## WORK TO BE COMPLETED
Please reproduce each line of the data below exactly as shown.

Top of SUPPLIED RECORDS

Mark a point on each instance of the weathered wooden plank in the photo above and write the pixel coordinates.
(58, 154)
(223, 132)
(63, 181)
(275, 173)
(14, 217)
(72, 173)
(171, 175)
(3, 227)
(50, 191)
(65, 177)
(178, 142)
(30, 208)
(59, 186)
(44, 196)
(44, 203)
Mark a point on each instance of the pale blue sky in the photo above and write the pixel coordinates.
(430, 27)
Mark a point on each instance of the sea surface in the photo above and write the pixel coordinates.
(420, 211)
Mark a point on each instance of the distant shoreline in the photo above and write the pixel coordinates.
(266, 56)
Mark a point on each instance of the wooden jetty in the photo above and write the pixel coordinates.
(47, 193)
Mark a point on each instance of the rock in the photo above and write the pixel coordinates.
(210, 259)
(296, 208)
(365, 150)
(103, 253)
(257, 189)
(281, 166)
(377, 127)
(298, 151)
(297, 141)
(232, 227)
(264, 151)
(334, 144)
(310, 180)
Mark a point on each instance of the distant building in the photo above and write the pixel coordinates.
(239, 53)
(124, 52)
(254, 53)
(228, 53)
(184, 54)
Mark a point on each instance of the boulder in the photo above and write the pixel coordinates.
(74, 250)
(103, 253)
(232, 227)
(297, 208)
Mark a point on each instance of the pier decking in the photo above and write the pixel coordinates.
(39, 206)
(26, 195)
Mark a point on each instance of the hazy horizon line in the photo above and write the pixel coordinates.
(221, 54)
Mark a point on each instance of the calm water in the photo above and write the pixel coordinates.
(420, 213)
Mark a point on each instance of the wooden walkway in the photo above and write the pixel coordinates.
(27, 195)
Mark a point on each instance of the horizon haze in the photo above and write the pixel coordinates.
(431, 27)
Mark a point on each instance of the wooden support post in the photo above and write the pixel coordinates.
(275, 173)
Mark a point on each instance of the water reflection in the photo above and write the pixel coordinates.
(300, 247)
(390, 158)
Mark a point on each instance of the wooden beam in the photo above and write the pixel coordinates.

Bottom of SUPPLIED RECORDS

## WRITTEN RESPONSE
Mark a point on each instance of the weathered wooden plank in the photo above and write the pixel coordinates.
(58, 154)
(223, 132)
(63, 181)
(275, 173)
(14, 217)
(72, 173)
(171, 175)
(3, 227)
(50, 191)
(65, 177)
(178, 142)
(30, 208)
(59, 186)
(44, 196)
(44, 203)
Mark a point on each instance of the pale blue sky in the photo above and write the pixel coordinates.
(430, 27)
Mark a point on each instance of the sea surface in the photo above and write the pixel coordinates.
(420, 211)
Mark a point on each instance of the distant shoreline in the photo above and write the pixel coordinates.
(266, 56)
Mark a point on each instance of the wooden jetty in the photo above and write the pixel coordinates.
(47, 193)
Mark a point on each instance of the rock in the photo above and write the pixel coordinates.
(210, 259)
(296, 208)
(365, 150)
(103, 253)
(257, 189)
(281, 166)
(377, 127)
(298, 151)
(297, 141)
(232, 227)
(264, 151)
(334, 144)
(310, 180)
Mark a point on each instance of the distant building in the photo above and write the pixel coordinates.
(239, 53)
(124, 52)
(254, 53)
(228, 53)
(184, 54)
Mark a point on each instance of the boulder in the photo above and write the pixel coordinates.
(74, 250)
(103, 253)
(232, 227)
(297, 208)
Mark a point on each instance of the pier decking in the photo above and write the pixel coordinates.
(39, 206)
(26, 195)
Mark a point on each instance of the hazy horizon line in the photo above and write the pixel coordinates.
(221, 54)
Mark a point on each instance of the calm water in the photo above and write the pixel coordinates.
(420, 213)
Mark a point on each instance of the wooden walkway in the photo above and write the pixel coordinates.
(27, 195)
Mark a point on each instance of the horizon haze in the photo above and write the pixel coordinates.
(431, 27)
Mark a point on each instance of the wooden support post in the photo above and write the pixel coordinates.
(275, 173)
Mark a point on each instance of the water reflection in the photo above and write the pixel coordinates.
(300, 247)
(390, 158)
Mark a point on each instance of the wooden beam in the photo above and write the pixel coordinates.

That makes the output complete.